Ponieważ nie mieszczę się w ciuchy sprzed ciąży 🙁 a lekarz w końcu pozwolił mi ćwiczyć, no i lato niedługo w pełni postanowiłam wziąć się za siebie.
Zaczynam od diety spopularyzowanej przez JoannęR. Nagotowałam wczoraj gar zupy (nawet całkiem całkiem, tylko po tygodniu to nie wiem co powiem na jej widok). Wczorajszy dzień na owocach był całkiem do zniesienia. Zajadałam się truskawkami, mniam + jabłko + gruszka + grapefruit + zupka (dobrze, że jest ta zupa bo inaczej bardzo brakowałoby mi czegoś na ciepło).
Dzisiaj warzywa, już naszykowałam sobie kalafiora.
Kupiłam też młode ziemniaki tylko nie wiem jak je upiec bo w diecie była mowa o ziemniakach pieczonych w mundurkach, to raczej o stare chodziło… Kucharz to ze mnie marny…
A, wczoraj się trochę katowałam bo nie wiedziałam co mężowi na obiad zrobić i zrobiłam chińszczyznę, a potem t mi tylko ślinka leciała….
Do wagi sprzed ciąży mam + 10 kg, więc trochę mi to odchudzanie zajmie…
Ola i Ula (24.03.2004)

::::::

» **ZADANIE**
Przytocz dosłownie fragment wpisu o odchudzaniu po ciąży, który zaczyna się od słów „Ponieważ nie mieszczę” i ciągnie się aż do słów „tylko ślinka leciała….” włącznie.

» **DANE**
::::::

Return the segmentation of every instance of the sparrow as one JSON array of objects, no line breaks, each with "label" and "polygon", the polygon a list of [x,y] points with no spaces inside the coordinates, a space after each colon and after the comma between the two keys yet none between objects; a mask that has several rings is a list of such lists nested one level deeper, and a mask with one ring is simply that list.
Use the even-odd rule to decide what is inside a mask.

::::::

» **WYKONANE ZADANIE**
Ponieważ nie mieszczę się w ciuchy sprzed ciąży 🙁 a lekarz w końcu pozwolił mi ćwiczyć, no i lato niedługo w pełni postanowiłam wziąć się za siebie.
Zaczynam od diety spopularyzowanej przez JoannęR. Nagotowałam wczoraj gar zupy (nawet całkiem całkiem, tylko po tygodniu to nie wiem co powiem na jej widok). Wczorajszy dzień na owocach był całkiem do zniesienia. Zajadałam się truskawkami, mniam + jabłko + gruszka + grapefruit + zupka (dobrze, że jest ta zupa bo inaczej bardzo brakowałoby mi czegoś na ciepło).
Dzisiaj warzywa, już naszykowałam sobie kalafiora.
Kupiłam też młode ziemniaki tylko nie wiem jak je upiec bo w diecie była mowa o ziemniakach pieczonych w mundurkach, to raczej o stare chodziło… Kucharz to ze mnie marny…
A, wczoraj się trochę katowałam bo nie wiedziałam co mężowi na obiad zrobić i zrobiłam chińszczyznę, a potem t mi tylko ślinka leciała….